Without including any pictures, please copy every entry below exactly.
/---
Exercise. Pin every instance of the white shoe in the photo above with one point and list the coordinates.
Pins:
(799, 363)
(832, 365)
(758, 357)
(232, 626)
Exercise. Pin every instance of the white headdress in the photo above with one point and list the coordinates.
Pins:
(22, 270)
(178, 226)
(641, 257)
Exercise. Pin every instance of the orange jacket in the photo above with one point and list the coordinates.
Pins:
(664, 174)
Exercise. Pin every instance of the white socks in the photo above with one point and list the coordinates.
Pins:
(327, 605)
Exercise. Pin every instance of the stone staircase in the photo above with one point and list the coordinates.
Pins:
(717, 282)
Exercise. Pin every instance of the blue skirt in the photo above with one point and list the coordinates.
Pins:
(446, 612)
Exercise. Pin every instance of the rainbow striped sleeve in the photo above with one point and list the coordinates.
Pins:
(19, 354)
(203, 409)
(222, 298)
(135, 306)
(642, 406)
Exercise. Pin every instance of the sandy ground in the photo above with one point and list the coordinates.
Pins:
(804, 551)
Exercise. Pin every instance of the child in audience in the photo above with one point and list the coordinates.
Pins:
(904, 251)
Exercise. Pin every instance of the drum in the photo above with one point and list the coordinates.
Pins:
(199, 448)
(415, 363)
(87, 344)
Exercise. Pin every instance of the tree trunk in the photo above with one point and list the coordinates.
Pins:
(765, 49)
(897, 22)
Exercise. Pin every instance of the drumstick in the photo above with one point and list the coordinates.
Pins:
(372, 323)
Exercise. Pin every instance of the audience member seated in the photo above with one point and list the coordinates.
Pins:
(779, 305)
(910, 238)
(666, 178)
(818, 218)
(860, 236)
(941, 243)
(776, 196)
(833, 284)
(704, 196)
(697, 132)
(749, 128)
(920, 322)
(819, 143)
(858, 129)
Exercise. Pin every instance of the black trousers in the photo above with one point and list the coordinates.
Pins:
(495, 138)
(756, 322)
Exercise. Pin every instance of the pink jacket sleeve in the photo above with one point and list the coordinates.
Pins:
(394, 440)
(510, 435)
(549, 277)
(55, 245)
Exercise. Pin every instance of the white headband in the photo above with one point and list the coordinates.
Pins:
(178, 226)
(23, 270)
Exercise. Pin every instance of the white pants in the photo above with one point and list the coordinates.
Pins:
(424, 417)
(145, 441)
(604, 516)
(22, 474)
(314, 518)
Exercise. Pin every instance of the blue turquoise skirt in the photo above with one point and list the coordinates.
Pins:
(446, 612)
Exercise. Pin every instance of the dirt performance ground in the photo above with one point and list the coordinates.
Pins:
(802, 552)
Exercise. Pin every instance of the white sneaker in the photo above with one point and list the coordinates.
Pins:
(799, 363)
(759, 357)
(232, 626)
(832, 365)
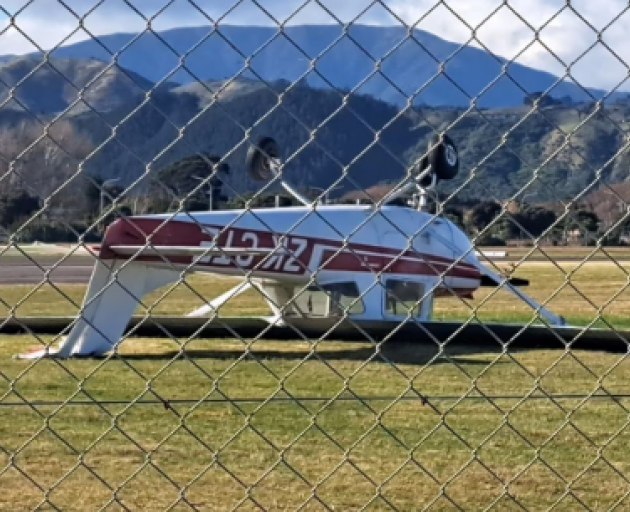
\---
**Written response**:
Exercise. Pin every instance of the white shoe in the photo above with one point and list the coordinates.
Pins:
(799, 363)
(832, 365)
(758, 357)
(232, 626)
Exercise. Pin every instance of the white headdress in the photo above with one point and list the coordinates.
Pins:
(22, 270)
(178, 226)
(641, 257)
Exercise. Pin every instance of the orange jacket in the photo above with one point and list the coordinates.
Pins:
(664, 174)
Exercise. Pin every instance of the white socks in the photo above with one point and list the coordinates.
Pins:
(327, 605)
Exercise. Pin every instance of the stone staircase in the photo above with one point and list the coordinates.
Pins:
(717, 282)
Exercise. Pin every instance of the blue skirt in the photo above with one point and list the coordinates.
Pins:
(446, 612)
Exercise. Pin every instance of the rainbow striped sleeve in the photo above with one point and list the coordinates.
Pins:
(19, 354)
(203, 409)
(222, 298)
(135, 306)
(642, 406)
Exercise. Pin every instance of the sandy ground in the photo above with one point and list the coordinates.
Pins:
(804, 551)
Exercise. Pin every instance of the child in audience in the photo above with one point and list the coordinates.
Pins:
(904, 251)
Exercise. Pin every instance of the drum in the photo above with one point and list the coordinates.
Pins:
(199, 448)
(415, 363)
(87, 344)
Exercise. Pin every instance of the tree trunk in the photo above with one point and list the coordinates.
Pins:
(765, 49)
(897, 22)
Exercise. Pin every instance of the drumstick in the photo above with one point and list the coordinates.
Pins:
(372, 323)
Exercise. Pin every instance of the audience member seated in the photo above with one point and list the coordinates.
Pins:
(779, 305)
(910, 238)
(666, 178)
(818, 218)
(860, 236)
(941, 243)
(776, 196)
(833, 284)
(704, 196)
(697, 132)
(749, 128)
(920, 322)
(819, 143)
(858, 129)
Exercise. Pin every instance of the black trousers in the photo above with one point and list the coordinates.
Pins:
(495, 138)
(756, 322)
Exercise. Pin every instance of the pink jacket sleeve in the photo above with one point and list the coordinates.
Pins:
(394, 440)
(510, 435)
(549, 277)
(55, 245)
Exercise. Pin every instance of the white headband in the photo above with one point and list the coordinates.
Pins:
(178, 226)
(23, 270)
Exercise. Pin every instance of the white pants in the photo above with one point and list the coordinates.
Pins:
(424, 417)
(145, 441)
(604, 516)
(22, 474)
(314, 518)
Exercise. Pin every instance of the blue turquoise skirt in the photo above with one point and list the coordinates.
Pins:
(446, 612)
Exercise. Pin every instance of the dirt performance ground in the photo above with one point and list the coordinates.
Pins:
(802, 552)
Exercise. Pin every instance of the white sneaker in the photo above with one point and list the coordinates.
Pins:
(799, 363)
(759, 357)
(232, 626)
(832, 365)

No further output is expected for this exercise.